→ **Records for the exercise**:
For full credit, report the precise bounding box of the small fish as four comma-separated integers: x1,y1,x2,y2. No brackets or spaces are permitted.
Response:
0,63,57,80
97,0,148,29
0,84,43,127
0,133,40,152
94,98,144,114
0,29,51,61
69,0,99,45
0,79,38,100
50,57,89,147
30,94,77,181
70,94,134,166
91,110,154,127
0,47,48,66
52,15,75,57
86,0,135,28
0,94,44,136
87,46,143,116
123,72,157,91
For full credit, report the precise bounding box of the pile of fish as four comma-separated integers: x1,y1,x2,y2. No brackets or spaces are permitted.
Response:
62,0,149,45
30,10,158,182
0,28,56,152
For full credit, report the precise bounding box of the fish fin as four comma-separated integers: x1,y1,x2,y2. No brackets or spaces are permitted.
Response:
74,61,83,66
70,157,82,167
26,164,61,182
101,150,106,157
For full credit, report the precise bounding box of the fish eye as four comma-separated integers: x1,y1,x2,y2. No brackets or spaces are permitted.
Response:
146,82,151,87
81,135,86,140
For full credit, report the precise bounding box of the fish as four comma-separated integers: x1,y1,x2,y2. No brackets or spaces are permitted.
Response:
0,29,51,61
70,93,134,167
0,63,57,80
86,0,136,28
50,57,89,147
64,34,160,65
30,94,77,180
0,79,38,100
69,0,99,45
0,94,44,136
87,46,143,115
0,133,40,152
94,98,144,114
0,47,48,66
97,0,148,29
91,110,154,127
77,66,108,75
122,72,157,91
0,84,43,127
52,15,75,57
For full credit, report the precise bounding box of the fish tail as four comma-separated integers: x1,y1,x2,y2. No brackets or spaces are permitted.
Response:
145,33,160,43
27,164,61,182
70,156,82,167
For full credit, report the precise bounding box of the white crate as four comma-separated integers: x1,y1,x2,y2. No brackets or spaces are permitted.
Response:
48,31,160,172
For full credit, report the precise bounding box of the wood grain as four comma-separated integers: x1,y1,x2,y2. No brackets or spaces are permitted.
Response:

→ **Exercise requirements**:
Return every line of the material above exactly.

→ **Completed task**:
For full credit, report the precise bounding box of the small fish as four comma-separated integers: x1,y1,x2,y2. No brackets or spaces are permitted.
Response:
0,63,57,80
97,0,148,29
0,84,43,127
0,133,40,152
94,98,144,114
0,29,51,61
69,0,99,45
0,79,38,100
50,57,89,147
30,94,77,181
70,94,134,166
91,110,154,127
0,47,48,66
52,15,75,57
86,0,135,28
0,94,44,136
87,46,143,116
123,72,157,91
For full credit, report the precise bounding box of the pile of fish as four comma-separated integers: x1,y1,x2,y2. No brackets or spaces are permitted.
Response:
62,0,149,45
30,10,158,182
0,28,56,152
For full credit, report the precise bounding box of the fish fin as four comma-separated integers: x1,y1,x2,y2. No brackets or spaces are permitted.
Response:
74,61,83,66
70,157,82,167
26,164,61,182
101,150,106,157
For full credit, report the precise bounding box of the fish eye as four comma-separated integers: x1,y1,x2,y2. No brackets or spaces are permitted.
Response:
146,82,151,87
81,135,86,140
For full credit, report the precise bounding box of the fish as four comma-separated integers: x1,y1,x2,y2. No brackets or spaces are permitted.
Response:
0,29,51,61
70,93,134,167
0,63,57,80
86,0,136,28
50,57,89,147
64,34,160,65
30,94,77,180
0,79,38,100
69,0,99,45
0,94,44,136
87,46,143,115
0,133,40,152
94,98,144,114
0,47,48,66
97,0,148,29
91,110,154,127
77,66,108,75
122,72,157,91
0,84,43,127
52,15,75,57
For full credit, report the precise bounding box of the fish tail as four comma-separated integers: x1,y1,x2,y2. No brackets or spaces are permitted.
Response:
145,33,160,43
27,164,61,182
70,156,82,167
For full credit, report the precise bounding box of the white crate as four comma-separated integers: x1,y1,x2,y2. No brackets or spaces are permitted.
Response:
48,31,160,172
For full credit, report the precise bounding box of the wood grain as four comma-separated integers: x1,y1,x2,y2. No brackets or spaces are permitted.
Response:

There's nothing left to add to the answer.